## Task brief:
Copy out the passage about the Cairns flying fox colony word for word, in full.

## Provided passage:
────────────────────

In heritage-listed trees around Cairns’ main library, a colony of flying foxes has lived and bred for 30 years.
As evening sets in, thousands of fruit bats fly out across the city and Trinity Inlet in search of food. Tourists look up in wonder at this wildlife event in the heart of a city.
Fruit bats, or spectacled flying foxes, have been listed as vulnerable due to a decline in overall numbers.
But the local council, backed by the state Liberal-National government and supported by businesses such as the resort hotel on the far side of the colony’s trees, has decided to disperse the bat colony.
Noise-making machines are to be brought in and the trees trimmed to 10 metres high, if not cut down altogether.
The experience of trying to disperse bat colonies is fraught.
A colony tends to break up into two or more which, typically, resettle only hundreds of metres away from the original roost. The rest of the centre of Cairns offers likely locations for parts of the colony to roost next.
Costs also tend to skyrocket. More than $60,000, primarily from local council funds, has been allocated for the colony’s removal. Efforts elsewhere to move on flying foxes have cost up to $3 million.
The media have sensationalised negative reports about flying foxes transmitting diseases that are dangerous to humans.
In fact, lyssavirus is rare in bats and preventable in humans, by avoiding handling them or washing and using antiseptics on wounds. The Hendra virus is associated with bats that live near horses, through which it can then be transmitted to humans, but no horses live near the city centre bat colony.
Local activists and supporters have proposed instead that the educational and tourism value of the colony should be harnessed, with signage, observational platforms and benches, covered walkways and parking for protection from bat droppings.

────────────────────

## Record extracts:
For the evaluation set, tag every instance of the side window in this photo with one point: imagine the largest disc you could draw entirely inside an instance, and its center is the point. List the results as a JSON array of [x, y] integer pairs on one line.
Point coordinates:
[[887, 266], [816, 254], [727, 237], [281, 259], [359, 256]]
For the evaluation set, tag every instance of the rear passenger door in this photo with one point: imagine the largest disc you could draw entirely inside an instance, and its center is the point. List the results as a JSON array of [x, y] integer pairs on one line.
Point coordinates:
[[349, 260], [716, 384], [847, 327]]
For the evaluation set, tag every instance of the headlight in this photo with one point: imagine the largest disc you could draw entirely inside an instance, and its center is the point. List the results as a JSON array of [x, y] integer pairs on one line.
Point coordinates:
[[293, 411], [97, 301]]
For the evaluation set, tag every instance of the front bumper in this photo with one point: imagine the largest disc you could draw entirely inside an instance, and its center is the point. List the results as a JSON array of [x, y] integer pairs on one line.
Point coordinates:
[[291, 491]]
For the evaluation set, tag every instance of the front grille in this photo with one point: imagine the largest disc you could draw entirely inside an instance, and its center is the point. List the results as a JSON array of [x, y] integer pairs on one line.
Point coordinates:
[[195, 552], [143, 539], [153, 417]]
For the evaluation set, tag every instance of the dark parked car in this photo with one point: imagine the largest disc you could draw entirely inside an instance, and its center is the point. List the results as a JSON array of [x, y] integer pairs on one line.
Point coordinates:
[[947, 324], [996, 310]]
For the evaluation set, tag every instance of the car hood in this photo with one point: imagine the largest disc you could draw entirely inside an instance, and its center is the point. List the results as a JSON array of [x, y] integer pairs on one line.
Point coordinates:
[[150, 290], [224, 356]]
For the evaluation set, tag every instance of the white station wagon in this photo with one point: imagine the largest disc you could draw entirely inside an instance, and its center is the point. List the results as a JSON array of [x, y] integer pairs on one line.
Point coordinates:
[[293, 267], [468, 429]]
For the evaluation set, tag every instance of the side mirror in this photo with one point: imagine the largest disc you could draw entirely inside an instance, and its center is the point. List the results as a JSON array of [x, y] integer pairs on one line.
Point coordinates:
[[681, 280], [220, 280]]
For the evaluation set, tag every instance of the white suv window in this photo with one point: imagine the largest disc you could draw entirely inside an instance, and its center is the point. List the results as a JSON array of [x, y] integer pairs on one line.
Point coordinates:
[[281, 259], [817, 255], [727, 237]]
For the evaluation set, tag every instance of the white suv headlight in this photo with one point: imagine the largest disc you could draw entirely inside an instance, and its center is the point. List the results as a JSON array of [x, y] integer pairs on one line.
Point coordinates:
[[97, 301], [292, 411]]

────────────────────

## Final answer:
In heritage-listed trees around Cairns’ main library, a colony of flying foxes has lived and bred for 30 years.
As evening sets in, thousands of fruit bats fly out across the city and Trinity Inlet in search of food. Tourists look up in wonder at this wildlife event in the heart of a city.
Fruit bats, or spectacled flying foxes, have been listed as vulnerable due to a decline in overall numbers.
But the local council, backed by the state Liberal-National government and supported by businesses such as the resort hotel on the far side of the colony’s trees, has decided to disperse the bat colony.
Noise-making machines are to be brought in and the trees trimmed to 10 metres high, if not cut down altogether.
The experience of trying to disperse bat colonies is fraught.
A colony tends to break up into two or more which, typically, resettle only hundreds of metres away from the original roost. The rest of the centre of Cairns offers likely locations for parts of the colony to roost next.
Costs also tend to skyrocket. More than $60,000, primarily from local council funds, has been allocated for the colony’s removal. Efforts elsewhere to move on flying foxes have cost up to $3 million.
The media have sensationalised negative reports about flying foxes transmitting diseases that are dangerous to humans.
In fact, lyssavirus is rare in bats and preventable in humans, by avoiding handling them or washing and using antiseptics on wounds. The Hendra virus is associated with bats that live near horses, through which it can then be transmitted to humans, but no horses live near the city centre bat colony.
Local activists and supporters have proposed instead that the educational and tourism value of the colony should be harnessed, with signage, observational platforms and benches, covered walkways and parking for protection from bat droppings.